***** EXTRAIT CHOISI *****
L’ancien président Jean-Claude Duvalier a été officiellement inculpé mardi par la justice de son pays de corruption, vol et détournement de fonds pendant ses années au pouvoir (1971-1986) à Haïti. Son sort est désormais entre les mains du juge d’instruction", a déclaré à Reuters le procureur général, Aristidas Auguste. "Nous avons déposé une plainte à son encontre".

Il appartiendra désormais au juge d’instruction de décider de poursuivre ou non l’affaire au plan judiciaire.

"Bébé Doc" avait été arrêté dans la journée par la police à l’hôtel de Port-au-Prince où il résidait depuis son arrivée inopinée, dimanche, dans l’île caraïbe.

Un juge accompagné de policiers s’était rendu à l’hôtel où "Bébé Doc", âgé de 59 ans, s’est installé après son retour au pays au terme de 25 ans d’exil en France. L’hôtel, situé à Pétionville, faubourg chic de la capitale, avait été bouclé par des policiers en armes.

Alors qu’il descendait de sa chambre sous bonne escorte et en compagnie de son épouse, "Bébé Doc" a salué les journalistes et les quelques partisans qui s’étaient réunis devant l’hôtel.

Au cri de "Libérez Duvalier !", certains de ses partisans ont couru derrière le véhicule de police dans lequel il a pris place, certains tentant de stopper le convoi en disposant des pneus incendiés sur la route.

Des mouvements de défense des droits de l’homme réclamaient l’arrestation et le jugement de Duvalier qu’ils accusent d’avoir, en quinze ans de pouvoir, tué et torturé des milliers d’opposants.

Selon un membre du gouvernement, une plainte pour détournement d’argent a été réactivée contre l’ancien dictateur et plusieurs autres plaintes émanant de particuliers portant sur "d’autres crimes présumés" sont en préparation.

Le Premier ministre, Jean-Max Bellerive, a reconnu lundi que les autorités haïtiennes n’étaient pas enchantées du retour de Duvalier.

Comme la Constitution proscrit l’exil forcé, l’ancien "président à vie" avait le droit de revenir, a dit le chef du gouvernement, même si son passeport diplomatique délivré en 2005 a expiré. "Si des procédures judiciaires sont engagées à son encontre, alors le système judiciaire fera ce qu’il a à faire", a-t-il ajouté.

EN PLEINE CRISE POLITIQUE

L’ambassadeur de France en Haïti, Didier Le Bret, a formulé l’espoir que Jean-Claude Duvalier repartirait en France dès que possible afin de ne pas perturber un processus électoral déjà contesté par une partie de la population.
***** DONNÉES FOURNIES *****
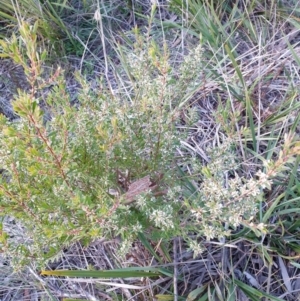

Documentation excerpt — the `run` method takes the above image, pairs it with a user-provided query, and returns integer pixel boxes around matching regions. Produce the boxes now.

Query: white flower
[150,206,174,230]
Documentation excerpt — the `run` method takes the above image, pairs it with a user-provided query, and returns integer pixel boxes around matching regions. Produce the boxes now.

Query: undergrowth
[0,0,300,300]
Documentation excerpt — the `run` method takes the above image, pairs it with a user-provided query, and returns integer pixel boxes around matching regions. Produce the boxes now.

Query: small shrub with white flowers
[0,24,299,266]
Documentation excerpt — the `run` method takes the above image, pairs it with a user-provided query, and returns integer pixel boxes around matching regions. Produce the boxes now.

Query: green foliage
[0,0,95,55]
[0,24,185,263]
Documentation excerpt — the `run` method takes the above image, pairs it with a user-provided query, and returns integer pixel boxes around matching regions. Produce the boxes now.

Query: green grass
[0,0,300,301]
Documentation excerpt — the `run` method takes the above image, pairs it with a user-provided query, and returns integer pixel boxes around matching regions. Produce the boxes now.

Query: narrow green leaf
[138,232,162,263]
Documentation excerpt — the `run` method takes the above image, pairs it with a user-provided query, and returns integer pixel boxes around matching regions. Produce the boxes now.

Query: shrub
[0,24,188,263]
[0,24,300,265]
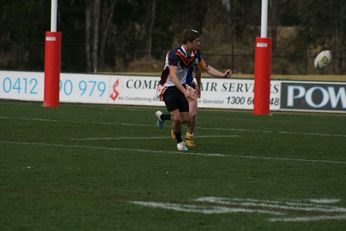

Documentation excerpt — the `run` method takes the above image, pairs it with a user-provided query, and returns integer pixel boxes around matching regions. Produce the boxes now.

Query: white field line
[196,197,346,213]
[129,197,346,222]
[0,116,346,138]
[0,141,346,165]
[131,201,282,215]
[268,214,346,222]
[71,135,240,141]
[0,141,224,158]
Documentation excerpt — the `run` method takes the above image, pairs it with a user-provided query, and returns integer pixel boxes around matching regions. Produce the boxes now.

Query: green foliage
[0,101,346,231]
[0,0,346,74]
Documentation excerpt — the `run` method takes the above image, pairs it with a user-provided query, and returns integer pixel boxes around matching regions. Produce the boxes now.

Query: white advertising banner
[0,71,281,110]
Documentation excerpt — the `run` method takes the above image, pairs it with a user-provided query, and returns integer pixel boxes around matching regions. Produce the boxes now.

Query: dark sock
[174,132,183,143]
[160,114,171,120]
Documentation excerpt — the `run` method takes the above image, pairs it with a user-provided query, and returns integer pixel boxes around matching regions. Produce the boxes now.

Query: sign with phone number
[0,71,280,110]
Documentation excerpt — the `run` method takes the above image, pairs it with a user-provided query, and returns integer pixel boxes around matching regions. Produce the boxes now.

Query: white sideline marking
[0,141,346,164]
[309,198,340,204]
[71,135,240,141]
[0,141,225,157]
[0,116,346,138]
[129,197,346,222]
[196,197,346,213]
[269,215,346,222]
[131,201,282,215]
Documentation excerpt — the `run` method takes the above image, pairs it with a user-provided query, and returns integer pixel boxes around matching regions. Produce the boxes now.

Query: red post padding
[253,37,272,115]
[43,32,61,107]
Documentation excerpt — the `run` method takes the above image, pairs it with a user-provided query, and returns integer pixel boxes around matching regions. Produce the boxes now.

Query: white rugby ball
[314,50,332,69]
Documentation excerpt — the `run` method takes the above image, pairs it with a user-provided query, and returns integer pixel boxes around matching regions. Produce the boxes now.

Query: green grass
[0,101,346,231]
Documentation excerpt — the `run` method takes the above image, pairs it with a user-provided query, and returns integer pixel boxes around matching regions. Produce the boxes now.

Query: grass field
[0,101,346,231]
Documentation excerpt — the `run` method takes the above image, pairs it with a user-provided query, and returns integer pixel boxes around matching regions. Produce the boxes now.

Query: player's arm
[193,64,202,98]
[169,65,194,98]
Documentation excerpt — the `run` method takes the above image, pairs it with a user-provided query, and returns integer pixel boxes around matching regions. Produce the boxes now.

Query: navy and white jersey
[160,46,203,87]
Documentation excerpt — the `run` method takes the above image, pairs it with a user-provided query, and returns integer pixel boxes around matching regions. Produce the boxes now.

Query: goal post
[253,0,272,115]
[43,0,61,107]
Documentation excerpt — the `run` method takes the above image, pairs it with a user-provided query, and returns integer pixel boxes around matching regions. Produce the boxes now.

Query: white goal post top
[50,0,58,32]
[261,0,268,38]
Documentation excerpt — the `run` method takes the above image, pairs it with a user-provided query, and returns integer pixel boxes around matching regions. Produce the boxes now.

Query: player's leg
[185,87,198,147]
[155,111,172,129]
[163,88,189,151]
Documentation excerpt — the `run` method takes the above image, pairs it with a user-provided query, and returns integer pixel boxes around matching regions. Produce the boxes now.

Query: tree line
[0,0,346,74]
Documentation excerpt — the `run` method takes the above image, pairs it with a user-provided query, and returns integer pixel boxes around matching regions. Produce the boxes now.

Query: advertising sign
[280,82,346,111]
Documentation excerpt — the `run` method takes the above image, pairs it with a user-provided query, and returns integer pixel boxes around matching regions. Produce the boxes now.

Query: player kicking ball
[155,30,232,151]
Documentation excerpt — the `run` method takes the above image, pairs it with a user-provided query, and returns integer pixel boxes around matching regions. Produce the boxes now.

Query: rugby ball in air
[314,50,332,69]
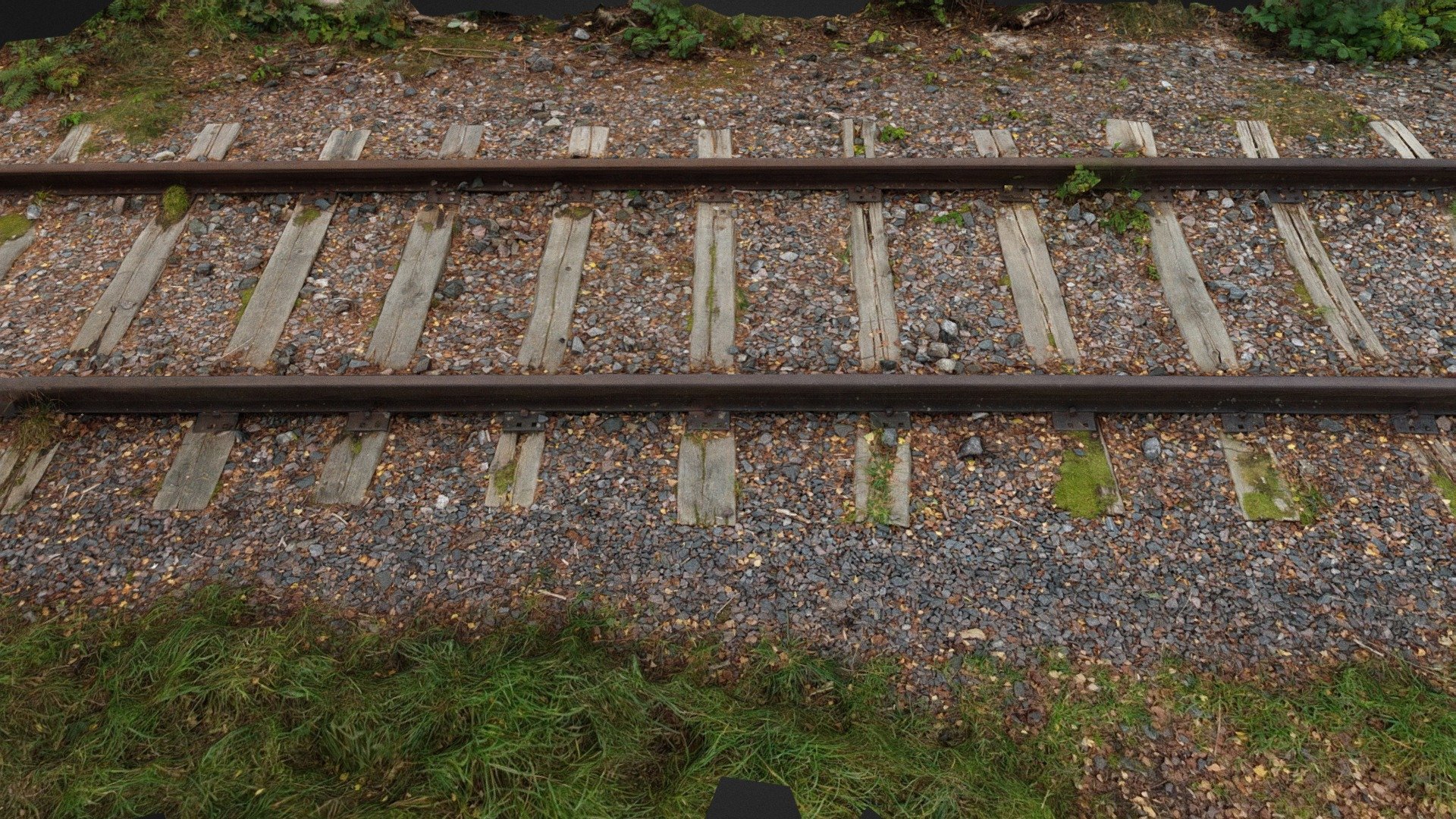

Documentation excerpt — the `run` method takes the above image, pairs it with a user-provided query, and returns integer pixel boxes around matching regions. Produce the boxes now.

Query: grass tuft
[1057,165,1102,201]
[0,587,1456,819]
[1242,80,1370,140]
[0,213,30,242]
[96,86,187,143]
[1431,463,1456,512]
[14,400,65,452]
[864,433,899,525]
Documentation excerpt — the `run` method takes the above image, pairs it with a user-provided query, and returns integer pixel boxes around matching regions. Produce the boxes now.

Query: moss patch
[0,213,30,242]
[1235,449,1294,520]
[96,86,187,143]
[13,402,65,452]
[1431,466,1456,512]
[157,185,192,228]
[1051,433,1117,517]
[864,433,896,525]
[1242,80,1370,139]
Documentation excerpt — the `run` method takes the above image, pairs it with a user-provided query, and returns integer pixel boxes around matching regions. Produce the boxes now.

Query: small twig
[774,509,810,523]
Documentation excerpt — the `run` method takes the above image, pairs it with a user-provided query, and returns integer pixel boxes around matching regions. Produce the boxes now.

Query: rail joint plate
[1051,408,1097,433]
[684,410,728,433]
[1223,413,1264,433]
[192,413,237,433]
[344,413,389,435]
[869,413,910,430]
[1391,410,1440,436]
[500,413,546,433]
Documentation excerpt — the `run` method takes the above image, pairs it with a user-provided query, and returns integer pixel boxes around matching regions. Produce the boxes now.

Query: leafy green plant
[0,39,86,108]
[1100,207,1152,233]
[1057,165,1102,201]
[622,0,703,60]
[1244,0,1456,63]
[714,14,763,48]
[247,46,282,83]
[225,0,405,48]
[1100,191,1152,233]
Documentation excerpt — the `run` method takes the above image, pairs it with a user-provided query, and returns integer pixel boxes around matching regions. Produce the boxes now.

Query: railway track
[0,120,1456,526]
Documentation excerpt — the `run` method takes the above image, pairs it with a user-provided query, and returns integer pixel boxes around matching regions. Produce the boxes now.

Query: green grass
[0,587,1456,819]
[1172,661,1456,816]
[0,213,30,242]
[0,588,1083,819]
[1241,80,1370,139]
[1051,431,1117,519]
[293,204,323,228]
[864,433,897,525]
[1294,481,1329,526]
[1105,0,1210,41]
[1057,165,1102,201]
[1100,207,1153,233]
[96,84,187,143]
[1431,463,1456,512]
[11,400,65,452]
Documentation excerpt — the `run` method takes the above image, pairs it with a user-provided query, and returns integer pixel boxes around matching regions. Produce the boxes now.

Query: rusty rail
[0,158,1456,196]
[0,373,1456,417]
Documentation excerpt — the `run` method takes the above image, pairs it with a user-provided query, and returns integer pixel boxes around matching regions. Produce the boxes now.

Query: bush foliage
[1244,0,1456,63]
[622,0,703,60]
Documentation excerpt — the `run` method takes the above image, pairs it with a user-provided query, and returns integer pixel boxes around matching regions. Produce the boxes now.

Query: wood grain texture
[973,128,1082,366]
[1106,120,1239,372]
[71,122,242,356]
[364,206,456,370]
[224,130,369,367]
[313,431,389,506]
[0,444,61,514]
[152,421,237,512]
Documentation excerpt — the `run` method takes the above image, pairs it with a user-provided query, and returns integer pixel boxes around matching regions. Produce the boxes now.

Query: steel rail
[0,158,1456,196]
[0,373,1456,416]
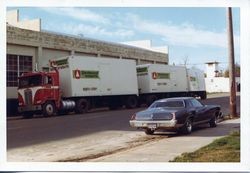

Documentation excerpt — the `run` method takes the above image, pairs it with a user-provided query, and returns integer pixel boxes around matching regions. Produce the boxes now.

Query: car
[129,97,222,135]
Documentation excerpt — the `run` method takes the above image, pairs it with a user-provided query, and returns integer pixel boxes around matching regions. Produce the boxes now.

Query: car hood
[135,108,183,120]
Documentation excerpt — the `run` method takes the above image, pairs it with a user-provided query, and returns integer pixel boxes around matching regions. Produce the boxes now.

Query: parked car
[130,97,222,135]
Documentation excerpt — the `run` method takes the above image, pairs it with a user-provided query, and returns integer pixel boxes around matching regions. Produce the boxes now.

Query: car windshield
[149,100,185,108]
[18,75,42,88]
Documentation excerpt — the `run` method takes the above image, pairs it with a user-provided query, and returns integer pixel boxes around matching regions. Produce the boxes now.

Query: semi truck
[18,56,206,118]
[18,56,138,118]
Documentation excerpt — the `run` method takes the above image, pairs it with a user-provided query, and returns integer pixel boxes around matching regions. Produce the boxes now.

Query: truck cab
[18,71,60,118]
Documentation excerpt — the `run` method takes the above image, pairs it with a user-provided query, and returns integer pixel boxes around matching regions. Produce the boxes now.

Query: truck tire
[23,112,34,119]
[145,129,155,135]
[200,92,207,100]
[125,96,138,109]
[209,115,218,127]
[42,101,56,117]
[182,118,193,135]
[146,95,157,106]
[75,99,90,114]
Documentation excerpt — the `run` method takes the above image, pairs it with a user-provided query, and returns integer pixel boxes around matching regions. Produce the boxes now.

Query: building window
[7,54,32,87]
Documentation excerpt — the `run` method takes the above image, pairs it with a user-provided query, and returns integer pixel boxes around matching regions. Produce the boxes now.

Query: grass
[170,131,240,162]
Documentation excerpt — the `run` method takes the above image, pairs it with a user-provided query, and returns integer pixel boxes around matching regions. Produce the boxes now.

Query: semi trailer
[137,64,206,105]
[18,56,206,118]
[18,56,138,118]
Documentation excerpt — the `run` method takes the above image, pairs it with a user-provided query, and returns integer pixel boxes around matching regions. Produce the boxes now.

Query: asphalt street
[7,92,240,161]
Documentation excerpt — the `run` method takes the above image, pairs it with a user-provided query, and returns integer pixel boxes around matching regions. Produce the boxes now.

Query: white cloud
[127,14,239,48]
[40,8,110,24]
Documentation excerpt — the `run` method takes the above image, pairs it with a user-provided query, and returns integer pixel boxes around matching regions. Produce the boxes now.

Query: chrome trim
[129,119,183,128]
[18,105,42,112]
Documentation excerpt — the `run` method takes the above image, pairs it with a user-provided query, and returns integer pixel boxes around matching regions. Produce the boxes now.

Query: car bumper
[18,105,42,113]
[129,120,183,129]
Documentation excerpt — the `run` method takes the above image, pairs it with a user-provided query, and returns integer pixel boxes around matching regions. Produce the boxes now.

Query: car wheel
[145,129,155,135]
[209,116,218,127]
[182,119,193,134]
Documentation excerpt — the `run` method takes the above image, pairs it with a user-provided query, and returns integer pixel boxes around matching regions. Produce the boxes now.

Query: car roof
[156,97,194,102]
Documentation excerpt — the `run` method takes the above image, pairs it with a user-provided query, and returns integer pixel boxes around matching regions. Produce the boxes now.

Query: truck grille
[24,89,32,105]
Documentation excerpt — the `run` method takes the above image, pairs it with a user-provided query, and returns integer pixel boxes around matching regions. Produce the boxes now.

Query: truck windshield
[18,75,42,88]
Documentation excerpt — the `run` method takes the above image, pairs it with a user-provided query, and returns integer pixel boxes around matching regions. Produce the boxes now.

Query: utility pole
[227,7,237,117]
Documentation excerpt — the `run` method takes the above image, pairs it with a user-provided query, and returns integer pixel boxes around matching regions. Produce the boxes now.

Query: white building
[205,62,240,93]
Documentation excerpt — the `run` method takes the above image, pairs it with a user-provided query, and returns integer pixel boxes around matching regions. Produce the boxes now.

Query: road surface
[7,94,239,161]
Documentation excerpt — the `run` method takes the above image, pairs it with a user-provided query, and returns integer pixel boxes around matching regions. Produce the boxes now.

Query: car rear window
[150,100,185,108]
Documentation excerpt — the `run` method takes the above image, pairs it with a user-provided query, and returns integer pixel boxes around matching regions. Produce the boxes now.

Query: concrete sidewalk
[89,119,240,162]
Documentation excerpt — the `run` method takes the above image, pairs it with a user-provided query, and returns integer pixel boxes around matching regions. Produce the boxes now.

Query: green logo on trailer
[73,69,99,79]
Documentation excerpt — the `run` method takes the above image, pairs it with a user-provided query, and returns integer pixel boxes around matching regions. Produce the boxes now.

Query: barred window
[6,54,32,87]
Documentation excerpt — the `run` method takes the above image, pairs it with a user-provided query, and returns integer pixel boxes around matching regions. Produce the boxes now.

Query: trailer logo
[75,70,81,79]
[152,72,170,79]
[152,72,157,79]
[73,69,99,79]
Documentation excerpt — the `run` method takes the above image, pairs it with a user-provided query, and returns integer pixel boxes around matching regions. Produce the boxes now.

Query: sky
[7,7,240,69]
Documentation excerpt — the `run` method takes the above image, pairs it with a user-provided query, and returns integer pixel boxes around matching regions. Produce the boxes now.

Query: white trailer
[51,56,138,113]
[136,64,206,105]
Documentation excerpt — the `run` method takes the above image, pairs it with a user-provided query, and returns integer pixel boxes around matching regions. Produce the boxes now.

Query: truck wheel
[125,96,138,109]
[23,112,34,119]
[209,116,217,127]
[200,92,207,100]
[182,119,193,134]
[42,101,56,117]
[146,95,157,106]
[76,99,90,114]
[145,129,155,135]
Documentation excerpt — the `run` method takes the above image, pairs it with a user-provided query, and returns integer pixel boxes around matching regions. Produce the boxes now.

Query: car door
[190,99,207,124]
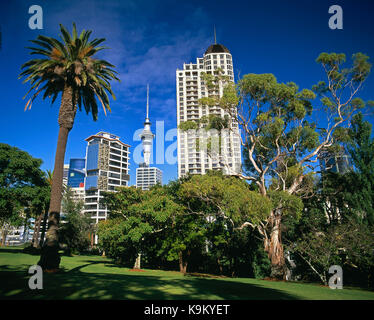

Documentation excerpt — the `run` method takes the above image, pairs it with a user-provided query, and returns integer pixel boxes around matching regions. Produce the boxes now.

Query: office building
[67,159,86,188]
[84,132,130,223]
[176,43,241,177]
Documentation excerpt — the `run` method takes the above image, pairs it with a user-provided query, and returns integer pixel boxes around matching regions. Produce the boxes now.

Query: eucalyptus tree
[200,53,374,277]
[20,24,119,269]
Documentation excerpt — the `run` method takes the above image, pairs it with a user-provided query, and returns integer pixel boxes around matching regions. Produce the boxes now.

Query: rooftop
[205,44,230,54]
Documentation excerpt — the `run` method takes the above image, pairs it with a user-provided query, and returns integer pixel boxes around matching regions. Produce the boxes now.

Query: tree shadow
[0,260,298,300]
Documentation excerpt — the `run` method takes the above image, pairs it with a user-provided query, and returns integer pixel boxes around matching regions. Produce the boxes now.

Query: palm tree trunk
[265,209,286,280]
[38,86,77,270]
[39,209,48,248]
[32,213,44,248]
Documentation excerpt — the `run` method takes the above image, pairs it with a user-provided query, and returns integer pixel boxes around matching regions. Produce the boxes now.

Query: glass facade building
[68,159,86,188]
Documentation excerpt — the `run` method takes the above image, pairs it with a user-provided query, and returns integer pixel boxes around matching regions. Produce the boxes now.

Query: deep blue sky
[0,0,374,184]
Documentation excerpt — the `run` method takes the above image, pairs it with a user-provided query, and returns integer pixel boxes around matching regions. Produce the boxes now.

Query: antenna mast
[146,83,149,119]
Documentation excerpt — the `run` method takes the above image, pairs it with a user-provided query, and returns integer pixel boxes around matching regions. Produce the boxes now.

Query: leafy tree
*****
CONSIGNE A: Les affirmations suivantes sont-elles conformes à l’extrait choisi ? Répondez par oui ou par non pour chacune, en citant les mots du texte qui tranchent. (i) Duvalier est arrivé en Haïti un dimanche. (ii) Duvalier a passé vingt-cinq ans d’exil aux États-Unis. (iii) Le passeport diplomatique de Duvalier est encore valable.
CONSIGNE B: D’après l’extrait choisi, dans quel faubourg de la capitale se trouve l’hôtel où s’est installé Duvalier ?
CONSIGNE C: Prolongez l’article sur l’inculpation de Jean-Claude Duvalier à partir de sa dernière phrase.

RÉPONSE A:
(i) Oui : « son arrivée inopinée, dimanche, dans l’île caraïbe ».
(ii) Non : « au terme de 25 ans d’exil en France ».
(iii) Non : « même si son passeport diplomatique délivré en 2005 a expiré ».

RÉPONSE B: À Pétionville, faubourg chic de la capitale.

RÉPONSE C:
A Washington, le département d’Etat a estimé que le retour de "Bébé Doc" compliquait la tâche du gouvernement haïtien. "Le retour au pays d’un ancien dictateur ne fait qu’aggraver le fardeau actuel de l’île", a commenté P.J. Crowley, son porte-parole. "Ce qui se passe à partir de maintenant est du ressort du peuple haïtien, (...) pas du nôtre".

Prié de dire s’il redoutait que l’arrestation de Duvalier n’aggrave la situation, le porte-parole de la diplomatie américaine a répondu : "Naturellement. Le fait qu’il débarque au plein milieu d’une situation très difficile et délicate (...) ne fait que compliquer les choses".

Pour les observateurs, le retour de "Bébé Doc" risque de compliquer la situation politique en Haïti, où la tension est vive depuis le premier tour de la présidentielle, le 28 novembre.

Les résultats du premier tour, dont l’annonce a été suivie d’émeutes, donnent en tête Mirlande Manigat, devançant de peu Jude Célestin, candidat soutenu par le président sortant René Préval.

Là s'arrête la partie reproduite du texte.